[Records from a dataset]
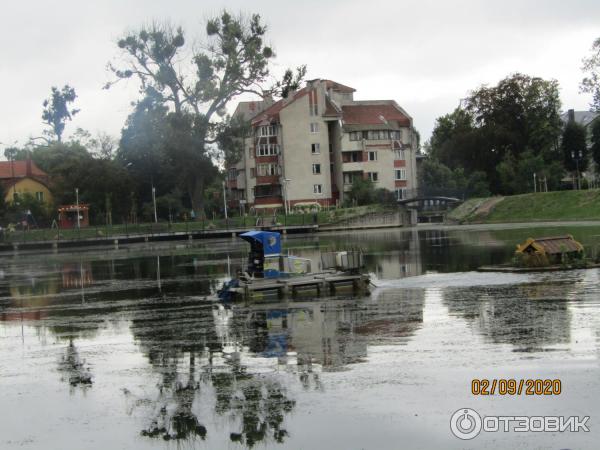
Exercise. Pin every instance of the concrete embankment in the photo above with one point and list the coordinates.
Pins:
(534, 207)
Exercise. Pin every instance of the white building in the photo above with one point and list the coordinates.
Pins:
(309, 147)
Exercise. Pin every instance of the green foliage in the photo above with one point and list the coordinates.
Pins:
(57, 110)
(595, 138)
(497, 123)
(574, 147)
(433, 174)
(233, 60)
(102, 183)
(591, 82)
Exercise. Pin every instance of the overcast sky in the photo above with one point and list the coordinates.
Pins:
(426, 55)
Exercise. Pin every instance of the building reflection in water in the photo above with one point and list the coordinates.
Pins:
(530, 317)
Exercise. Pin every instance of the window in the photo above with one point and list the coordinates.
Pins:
(268, 150)
(352, 157)
(267, 130)
(267, 170)
(400, 193)
(378, 134)
(349, 177)
(400, 174)
(356, 136)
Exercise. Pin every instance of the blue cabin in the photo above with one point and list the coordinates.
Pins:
(263, 244)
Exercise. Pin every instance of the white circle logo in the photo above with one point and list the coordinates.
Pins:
(465, 423)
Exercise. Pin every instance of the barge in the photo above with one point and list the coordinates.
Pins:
(271, 273)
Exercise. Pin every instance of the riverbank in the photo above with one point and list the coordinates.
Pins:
(535, 207)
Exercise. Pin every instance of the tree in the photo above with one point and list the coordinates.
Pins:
(591, 82)
(57, 110)
(521, 113)
(362, 192)
(595, 138)
(198, 84)
(102, 183)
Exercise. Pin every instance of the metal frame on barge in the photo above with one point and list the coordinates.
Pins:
(289, 276)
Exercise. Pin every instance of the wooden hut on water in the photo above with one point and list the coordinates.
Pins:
(549, 250)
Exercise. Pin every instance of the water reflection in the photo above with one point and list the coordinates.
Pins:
(530, 317)
(197, 372)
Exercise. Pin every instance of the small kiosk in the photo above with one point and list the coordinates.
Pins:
(67, 216)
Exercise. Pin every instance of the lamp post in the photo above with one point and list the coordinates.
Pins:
(154, 203)
(286, 200)
(77, 201)
(225, 200)
(577, 155)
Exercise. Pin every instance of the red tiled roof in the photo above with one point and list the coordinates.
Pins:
(272, 112)
(330, 109)
(330, 84)
(19, 169)
(373, 114)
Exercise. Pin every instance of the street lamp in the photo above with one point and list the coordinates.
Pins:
(225, 200)
(577, 156)
(286, 201)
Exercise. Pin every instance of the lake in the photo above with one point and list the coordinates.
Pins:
(126, 349)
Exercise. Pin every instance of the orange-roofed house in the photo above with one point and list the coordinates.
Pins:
(308, 148)
(24, 177)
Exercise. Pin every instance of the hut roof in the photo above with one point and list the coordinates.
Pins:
(552, 245)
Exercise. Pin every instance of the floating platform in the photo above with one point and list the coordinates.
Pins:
(324, 283)
(553, 268)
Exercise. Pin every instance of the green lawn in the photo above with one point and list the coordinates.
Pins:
(560, 205)
(247, 222)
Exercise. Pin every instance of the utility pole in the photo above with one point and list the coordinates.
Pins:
(77, 201)
(225, 200)
(154, 202)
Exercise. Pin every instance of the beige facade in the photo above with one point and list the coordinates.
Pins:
(309, 147)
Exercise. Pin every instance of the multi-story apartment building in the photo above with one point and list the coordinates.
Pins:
(309, 147)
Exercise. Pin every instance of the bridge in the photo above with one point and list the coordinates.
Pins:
(431, 204)
(441, 195)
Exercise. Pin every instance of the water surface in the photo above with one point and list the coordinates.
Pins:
(126, 348)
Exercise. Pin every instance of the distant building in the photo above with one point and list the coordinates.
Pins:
(24, 177)
(308, 148)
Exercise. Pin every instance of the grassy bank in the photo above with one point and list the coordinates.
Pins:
(560, 205)
(324, 217)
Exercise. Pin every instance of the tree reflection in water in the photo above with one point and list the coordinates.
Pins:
(201, 372)
(74, 369)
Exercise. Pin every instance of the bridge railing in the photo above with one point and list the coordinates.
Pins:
(428, 192)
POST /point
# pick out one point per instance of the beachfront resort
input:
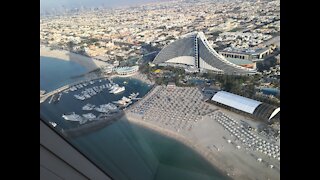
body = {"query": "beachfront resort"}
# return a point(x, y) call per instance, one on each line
point(219, 133)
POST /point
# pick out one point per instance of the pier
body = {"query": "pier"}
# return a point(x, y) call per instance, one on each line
point(44, 97)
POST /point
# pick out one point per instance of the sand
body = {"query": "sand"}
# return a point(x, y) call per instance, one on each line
point(207, 138)
point(89, 63)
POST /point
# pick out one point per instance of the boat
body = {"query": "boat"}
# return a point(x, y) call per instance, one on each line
point(79, 97)
point(60, 94)
point(106, 108)
point(89, 116)
point(86, 95)
point(42, 92)
point(73, 88)
point(123, 101)
point(53, 124)
point(113, 86)
point(117, 90)
point(88, 107)
point(72, 117)
point(134, 95)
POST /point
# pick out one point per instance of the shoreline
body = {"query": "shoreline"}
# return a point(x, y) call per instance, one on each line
point(182, 139)
point(234, 163)
point(89, 63)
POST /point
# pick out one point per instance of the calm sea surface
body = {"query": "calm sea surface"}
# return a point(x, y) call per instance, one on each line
point(124, 150)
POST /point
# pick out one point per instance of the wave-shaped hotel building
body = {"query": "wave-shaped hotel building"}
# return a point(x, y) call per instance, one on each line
point(193, 50)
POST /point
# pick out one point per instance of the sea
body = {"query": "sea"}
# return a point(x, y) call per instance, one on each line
point(123, 150)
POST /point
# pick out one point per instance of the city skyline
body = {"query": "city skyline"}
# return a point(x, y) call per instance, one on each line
point(49, 5)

TASK REQUIREMENTS: Search the data above and return each line in which "green" occurs.

OUTPUT OF THE EXERCISE:
Exercise. Pin every instance of the green foliage in the photo above with one point and list the coordinates.
Exercise. Pin every instance of the green lawn in the photo above with one point and list the coordinates.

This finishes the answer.